TEXT FOR ANALYSIS:
States are working to shore up what might be the most public and vulnerable parts of their election systems: the websites that publish voting results.
NBC News spoke with the top cybersecurity officials at four state election offices, as well as the head of a company that runs such services for six states, about how they secure the sites. All agreed that while there was no real threat that hackers could change a final vote count, a successful cyberattack would be harmful for public confidence if hackers were able to breach the websites that show preliminary vote totals.
“Election night reporting sites are very, very ripe for a perception hack, because they’re so visible,” said Eddie Perez, a board member at the OSET Institute, a nonpartisan, nonprofit organization that advocates for election security and integrity.
The effort necessary is because it’s relatively easy to knock a website offline and deface it with simple cyberattacks. Vince Hoang, Hawaii’s chief information security officer, is well aware, having recently dealt with just such an attack. Last month, a hacker group called Killnet, which presents itself as a small group of pro-Russian hacktivists, announced plans to attack U.S. state government websites and air travel websites.
While there’s no evidence Killnet stole any data or altered any files, it was able to temporarily keep some states’ sites from loading for hours with a series of distributed denial of service, or DDoS, attacks, unsophisticated cyberattacks that flood websites with traffic. One of its victims last month was Hawaii.gov, which also hosts the state’s election night reporting. Even though Hawaii uses Cloudflare, one of the top DDoS protection services, Killnet was able to render Hawaii.gov inaccessible for several hours.
Hoang said it was a blessing in disguise.
“We’re better prepared now than had this event not happened,” he said. “Our team learned a lot.”
There’s practically no chance that foreign hackers could change election results next week, thanks in large part to how the U.S. voting system works. Most voting equipment isn’t connected to the internet, and every state conducts its own elections, meaning hackers would need to target thousands of individual election systems to wreak widespread havoc.
But with false claims of election fraud now common and public confidence in the voting system on the decline (a recent NBC News poll found about a third of American voters don’t accept the legitimacy of the 2020 presidential election), election officials have become particularly sensitive to the psychological side of elections.
That means avoiding even the perception of hackers’ changing votes, which makes election results websites all the more crucial.

THE DATA:
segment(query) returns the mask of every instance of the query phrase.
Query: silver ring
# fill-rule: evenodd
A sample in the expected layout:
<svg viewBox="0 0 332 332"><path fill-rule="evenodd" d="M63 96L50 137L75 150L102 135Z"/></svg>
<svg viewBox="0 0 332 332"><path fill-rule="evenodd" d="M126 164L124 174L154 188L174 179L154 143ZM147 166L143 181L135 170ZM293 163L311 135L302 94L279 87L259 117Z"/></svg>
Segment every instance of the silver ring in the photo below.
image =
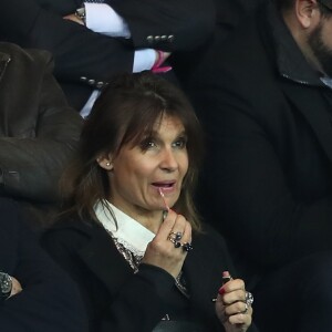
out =
<svg viewBox="0 0 332 332"><path fill-rule="evenodd" d="M181 247L183 247L183 250L187 251L187 252L189 252L194 249L190 242L185 242L181 245Z"/></svg>
<svg viewBox="0 0 332 332"><path fill-rule="evenodd" d="M168 240L174 245L174 248L180 248L181 247L181 242L176 241L174 238L169 238Z"/></svg>
<svg viewBox="0 0 332 332"><path fill-rule="evenodd" d="M246 292L246 304L248 307L251 307L253 303L253 295L250 292Z"/></svg>
<svg viewBox="0 0 332 332"><path fill-rule="evenodd" d="M246 314L248 312L249 309L249 304L246 302L245 303L245 310L242 311L243 314Z"/></svg>
<svg viewBox="0 0 332 332"><path fill-rule="evenodd" d="M174 239L175 241L180 241L180 239L183 238L184 234L181 231L170 231L168 235L168 239Z"/></svg>

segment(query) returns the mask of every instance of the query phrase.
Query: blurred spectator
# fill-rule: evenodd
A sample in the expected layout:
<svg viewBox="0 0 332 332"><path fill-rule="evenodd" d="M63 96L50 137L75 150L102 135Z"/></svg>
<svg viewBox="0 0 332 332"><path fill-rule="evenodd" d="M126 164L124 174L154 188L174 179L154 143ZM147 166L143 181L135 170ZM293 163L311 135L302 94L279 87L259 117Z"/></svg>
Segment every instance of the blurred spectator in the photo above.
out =
<svg viewBox="0 0 332 332"><path fill-rule="evenodd" d="M58 201L58 181L82 120L52 76L49 52L0 43L0 195Z"/></svg>
<svg viewBox="0 0 332 332"><path fill-rule="evenodd" d="M190 81L209 147L200 203L257 286L262 331L331 330L331 0L267 1Z"/></svg>
<svg viewBox="0 0 332 332"><path fill-rule="evenodd" d="M75 284L37 245L18 206L0 198L0 215L1 331L87 331Z"/></svg>

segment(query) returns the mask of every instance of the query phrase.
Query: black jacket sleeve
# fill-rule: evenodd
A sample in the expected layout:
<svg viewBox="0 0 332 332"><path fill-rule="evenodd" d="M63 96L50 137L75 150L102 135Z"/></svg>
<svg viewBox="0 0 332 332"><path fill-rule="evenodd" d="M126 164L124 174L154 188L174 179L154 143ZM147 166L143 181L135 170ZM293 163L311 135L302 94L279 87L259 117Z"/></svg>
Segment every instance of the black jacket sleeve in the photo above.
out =
<svg viewBox="0 0 332 332"><path fill-rule="evenodd" d="M49 52L0 45L11 56L0 80L1 191L50 203L83 121L52 76ZM12 97L15 86L15 97Z"/></svg>
<svg viewBox="0 0 332 332"><path fill-rule="evenodd" d="M113 3L114 2L114 3ZM93 77L107 82L117 72L131 72L134 50L155 48L176 51L195 46L211 32L214 6L198 0L123 0L110 4L129 25L132 39L116 39L94 33L77 23L63 20L80 1L13 0L2 6L0 31L4 39L23 46L51 51L55 58L55 76L81 82ZM19 9L19 10L18 10ZM169 35L172 42L148 35Z"/></svg>

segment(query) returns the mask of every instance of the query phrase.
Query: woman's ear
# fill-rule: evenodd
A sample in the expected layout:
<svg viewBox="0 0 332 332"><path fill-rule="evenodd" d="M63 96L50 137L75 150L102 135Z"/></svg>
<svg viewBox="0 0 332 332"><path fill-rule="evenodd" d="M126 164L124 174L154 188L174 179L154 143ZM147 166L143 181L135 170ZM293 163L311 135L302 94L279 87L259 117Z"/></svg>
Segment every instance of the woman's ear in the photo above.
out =
<svg viewBox="0 0 332 332"><path fill-rule="evenodd" d="M106 169L106 170L112 170L113 169L113 163L111 159L111 156L101 156L96 158L96 162L98 163L98 165Z"/></svg>
<svg viewBox="0 0 332 332"><path fill-rule="evenodd" d="M303 29L314 28L320 20L320 11L315 0L297 0L295 14Z"/></svg>

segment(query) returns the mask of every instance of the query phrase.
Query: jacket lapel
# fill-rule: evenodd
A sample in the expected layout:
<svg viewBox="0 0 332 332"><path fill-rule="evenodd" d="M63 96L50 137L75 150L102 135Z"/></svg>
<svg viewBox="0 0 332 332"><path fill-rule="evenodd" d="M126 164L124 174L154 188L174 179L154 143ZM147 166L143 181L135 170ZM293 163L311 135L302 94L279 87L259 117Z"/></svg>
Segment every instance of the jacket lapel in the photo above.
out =
<svg viewBox="0 0 332 332"><path fill-rule="evenodd" d="M332 162L332 108L328 108L328 101L324 101L321 95L322 87L310 87L305 91L303 85L292 83L287 84L287 86L283 84L282 89L287 98L307 118L329 159ZM326 112L321 110L326 110Z"/></svg>
<svg viewBox="0 0 332 332"><path fill-rule="evenodd" d="M79 255L113 295L118 291L120 286L132 278L133 270L102 227L93 226L89 236L90 240Z"/></svg>

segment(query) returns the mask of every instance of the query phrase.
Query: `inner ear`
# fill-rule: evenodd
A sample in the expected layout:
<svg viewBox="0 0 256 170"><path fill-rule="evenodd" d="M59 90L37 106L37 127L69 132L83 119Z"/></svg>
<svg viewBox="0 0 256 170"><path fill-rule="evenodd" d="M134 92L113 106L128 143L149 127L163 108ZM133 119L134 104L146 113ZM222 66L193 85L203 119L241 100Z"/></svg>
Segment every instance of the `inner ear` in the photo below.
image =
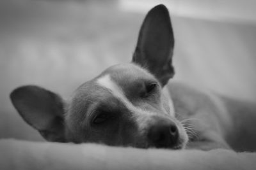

PROMPT A:
According to the article on securing election results websites, which DDoS protection service does Hawaii use?
PROMPT B:
Please write the next part of the article on securing election results websites, picking up after its final sentence.

RESPONSE AREA A:
Cloudflare.

RESPONSE AREA B:
“If anything were to appear amiss, it could definitely start, at best, a time-consuming series of events,” Perez said. “In this environment, that’s a big vacuum that absolutely invites all kinds of viral and baseless speculation that could really impact people’s confidence.”
There’s no formal accounting of which states use which kinds of cybersecurity protection programs. Major tech firms like Cloudflare, Microsoft and the Google subsidiary Jigsaw offer versions of their products free to protect election websites from DDoSes and breaches and to protect campaigns from threats like hackers’ targeting their email networks. Cloudflare, which specializes in tactics like absorbing a large chunk of a client’s web traffic when it’s overrun, offers free DDoS protection services. They’re used in 31 states, a spokesperson said.
States have options for help in mitigating DDoS attacks. The EI-ISAC, a Department of Homeland Security-funded nonprofit organization that coordinates potential cyberthreat information among election workers, has more than 3,500 participating members, most of them state and local election offices, a spokesperson said.
EI-ISAC offers free copies of CrowdStrike cybersecurity software to members, said Trevor Timmons, the EI-ISAC executive committee chair.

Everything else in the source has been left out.